> [Task objective]: Please rewrite the BioVenture eLab pitch event text from "BioVenture eLab celebrated" up to and including "their experimental NewCos.", replacing "intense" with "rigorous".

> [Exercise passage]:

/---

BioVenture eLab celebrated the hard work of its 2023 Accelerating BioVenture Innovation (ABI) cohort with a pitch event on Dec. 6 in Uris Auditorium. The group of graduate students, postdoctoral trainees and clinicians from Weill Cornell Medicine, Memorial Sloan Kettering Cancer Center and The Rockefeller University received 12 weeks of intense didactic instruction. They then spent three weeks putting their knowledge about intellectual property, research and development, and market research into polishing investor pitches for the Tri-I inventions that formed the basis of their experimental NewCos.
Seven finalist teams presented in front of a panel of venture capitalist judges who are trained scientists and have ample experience in both reviewing biomedical investment opportunities and operating life-science startups. The grand prize was a curated dinner and networking opportunity with distinguished Weill Cornell Medicine alumni from industry sponsored by the Office of Alumni Relations for the Weill Cornell Graduate School of Medical Sciences.
BioVenture eLab Director Loren A. Busby thanked lecturers, guest speakers, industry mentors and Cornell University Samuel Curtis Johnson School MBA students, as well as those enrolled in the Executive MBA/MS Healthcare Leadership program offered jointly by Johnson and Weill Cornell Graduate School of Medical Sciences, for providing the cohort with guidance and advice throughout the course. She also alluded to the significance of experiential learning offered by the ABI program and its impact on the technology transfer offices of the participating institutions. “These pitch decks can become starting packages for marketing and business development for worthy inventions or even the next startup company,” Busby said.

\---

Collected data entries
/---

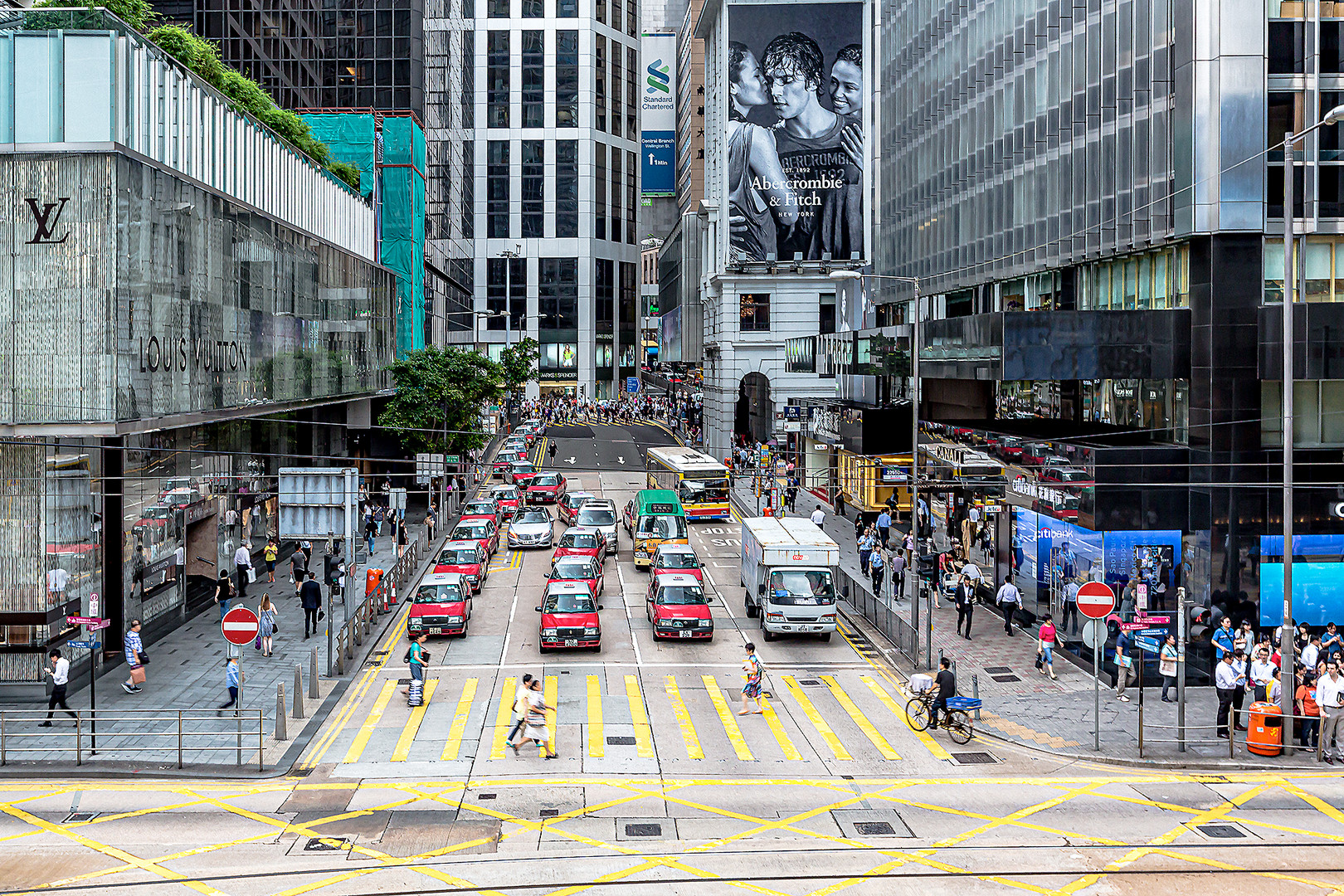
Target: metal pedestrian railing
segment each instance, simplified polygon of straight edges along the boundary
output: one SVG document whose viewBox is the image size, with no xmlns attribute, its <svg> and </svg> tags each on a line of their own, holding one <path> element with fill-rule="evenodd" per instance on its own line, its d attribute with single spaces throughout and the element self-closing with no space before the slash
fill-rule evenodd
<svg viewBox="0 0 1344 896">
<path fill-rule="evenodd" d="M 257 747 L 257 770 L 266 771 L 263 711 L 218 709 L 86 709 L 70 719 L 56 717 L 51 728 L 46 709 L 0 709 L 0 766 L 42 754 L 71 754 L 75 764 L 105 754 L 177 755 L 181 768 L 188 754 L 233 752 L 243 764 L 243 754 Z M 101 725 L 101 731 L 98 727 Z M 35 743 L 40 742 L 40 743 Z"/>
<path fill-rule="evenodd" d="M 332 654 L 328 657 L 327 674 L 345 674 L 345 670 L 355 662 L 355 647 L 363 646 L 364 638 L 370 635 L 374 623 L 384 613 L 396 613 L 398 595 L 405 595 L 406 584 L 419 567 L 422 551 L 421 539 L 406 545 L 406 552 L 396 559 L 392 568 L 383 574 L 378 587 L 364 595 L 358 606 L 351 609 L 349 617 L 336 630 Z M 348 599 L 348 598 L 347 598 Z"/>
</svg>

\---

> [Answer for the task]:
BioVenture eLab celebrated the hard work of its 2023 Accelerating BioVenture Innovation (ABI) cohort with a pitch event on Dec. 6 in Uris Auditorium. The group of graduate students, postdoctoral trainees and clinicians from Weill Cornell Medicine, Memorial Sloan Kettering Cancer Center and The Rockefeller University received 12 weeks of rigorous didactic instruction. They then spent three weeks putting their knowledge about intellectual property, research and development, and market research into polishing investor pitches for the Tri-I inventions that formed the basis of their experimental NewCos.